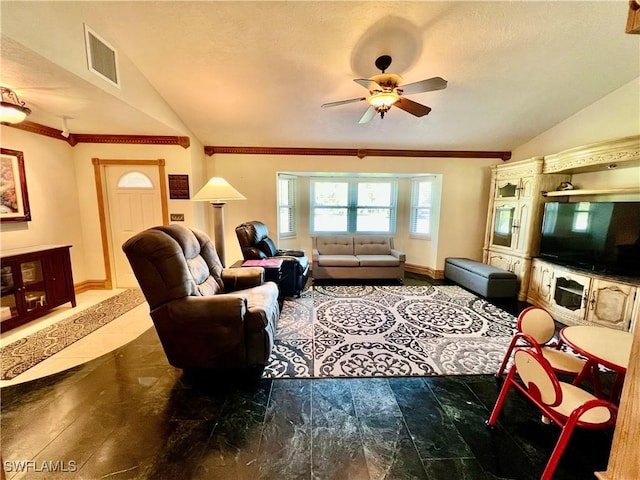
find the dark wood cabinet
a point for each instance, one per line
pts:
(33, 281)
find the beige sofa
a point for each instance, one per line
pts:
(356, 257)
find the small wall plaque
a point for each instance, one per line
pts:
(178, 187)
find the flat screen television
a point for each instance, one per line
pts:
(599, 236)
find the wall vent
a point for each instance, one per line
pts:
(102, 58)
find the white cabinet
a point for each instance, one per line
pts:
(515, 216)
(611, 304)
(542, 276)
(569, 293)
(574, 297)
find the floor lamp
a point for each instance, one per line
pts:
(217, 191)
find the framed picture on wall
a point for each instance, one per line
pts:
(14, 199)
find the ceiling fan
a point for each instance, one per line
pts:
(386, 91)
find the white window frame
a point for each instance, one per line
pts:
(416, 209)
(352, 206)
(289, 206)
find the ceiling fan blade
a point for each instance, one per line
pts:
(435, 83)
(368, 115)
(342, 102)
(367, 83)
(414, 108)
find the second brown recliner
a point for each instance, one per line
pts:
(256, 244)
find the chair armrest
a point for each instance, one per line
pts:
(399, 255)
(290, 252)
(242, 277)
(222, 309)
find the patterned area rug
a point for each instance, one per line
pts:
(382, 331)
(21, 355)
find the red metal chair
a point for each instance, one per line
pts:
(536, 327)
(565, 404)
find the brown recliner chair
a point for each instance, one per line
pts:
(207, 317)
(255, 244)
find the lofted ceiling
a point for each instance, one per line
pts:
(255, 73)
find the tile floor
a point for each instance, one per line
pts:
(111, 336)
(127, 414)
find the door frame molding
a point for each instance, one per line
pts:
(99, 165)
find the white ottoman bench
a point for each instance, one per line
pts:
(483, 279)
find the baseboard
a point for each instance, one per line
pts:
(90, 285)
(428, 271)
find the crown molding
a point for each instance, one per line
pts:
(356, 152)
(74, 138)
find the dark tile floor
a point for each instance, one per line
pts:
(129, 415)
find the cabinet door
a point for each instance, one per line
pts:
(520, 226)
(33, 289)
(611, 304)
(527, 188)
(9, 306)
(502, 226)
(569, 295)
(542, 275)
(508, 189)
(57, 278)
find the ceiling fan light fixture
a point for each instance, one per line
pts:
(12, 109)
(383, 100)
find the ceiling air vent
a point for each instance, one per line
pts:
(102, 58)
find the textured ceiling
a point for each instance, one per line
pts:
(256, 73)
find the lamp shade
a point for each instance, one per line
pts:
(217, 190)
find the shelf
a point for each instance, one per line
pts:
(608, 191)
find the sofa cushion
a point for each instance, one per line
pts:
(338, 261)
(334, 245)
(378, 261)
(372, 245)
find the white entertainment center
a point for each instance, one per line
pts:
(519, 191)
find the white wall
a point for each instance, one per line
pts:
(53, 197)
(464, 199)
(63, 198)
(614, 116)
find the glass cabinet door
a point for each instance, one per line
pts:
(502, 226)
(8, 307)
(33, 288)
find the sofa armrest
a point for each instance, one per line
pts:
(399, 255)
(222, 310)
(242, 277)
(290, 252)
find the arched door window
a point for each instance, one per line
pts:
(134, 180)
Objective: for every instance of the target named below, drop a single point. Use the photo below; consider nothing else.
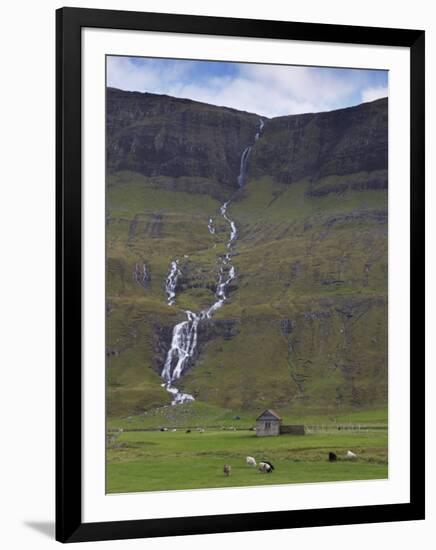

◆ **Written problem**
In the stretch of the data from the line containing "find the door frame molding" through the end of the data, replace "baseboard" with "skirting board" and leave everything else unchanged. Give back only that stretch, with the pictures left out.

◆ **Written solution**
find the door frame molding
a point for each instance, one per line
pts:
(99, 165)
find the white ottoman bench
a point for each instance, one per line
pts:
(483, 279)
find the skirting board
a point for each instance, one per line
pts:
(90, 285)
(428, 271)
find the crown molding
a point for each instance, one per line
pts:
(356, 152)
(74, 138)
find the dark tile floor
a point for each instance, one per line
pts:
(129, 415)
find the cabinet door
a point for each instance, one per line
pts:
(520, 226)
(33, 289)
(611, 304)
(527, 188)
(9, 306)
(502, 226)
(569, 295)
(542, 275)
(508, 189)
(57, 278)
find the ceiling fan light fixture
a point for each instance, one per line
pts:
(12, 109)
(383, 100)
find the ceiling air vent
a point for each instance, one per line
pts:
(102, 58)
find the textured ceiling
a point for each instance, one per line
pts:
(256, 73)
find the lamp shade
a point for each instance, one per line
pts:
(217, 190)
find the shelf
a point for each instance, one per line
pts:
(608, 191)
find the sofa cushion
a point for each instance, one per line
pts:
(338, 261)
(334, 245)
(378, 261)
(372, 245)
find the white entertainment center
a point for each instance, one per line
pts:
(519, 191)
find the white wall
a point for each instance, one per line
pts:
(53, 197)
(464, 199)
(63, 198)
(614, 116)
find the glass cabinet door
a point for each instance, one per line
pts:
(502, 226)
(8, 307)
(33, 288)
find the sofa armrest
a point for each instance, one per line
pts:
(399, 255)
(222, 310)
(242, 277)
(290, 252)
find the arched door window
a point for each instance, one per line
pts:
(134, 180)
Objective: for every instance of the target named below, drop a single point. Use the photo below; consider nothing else.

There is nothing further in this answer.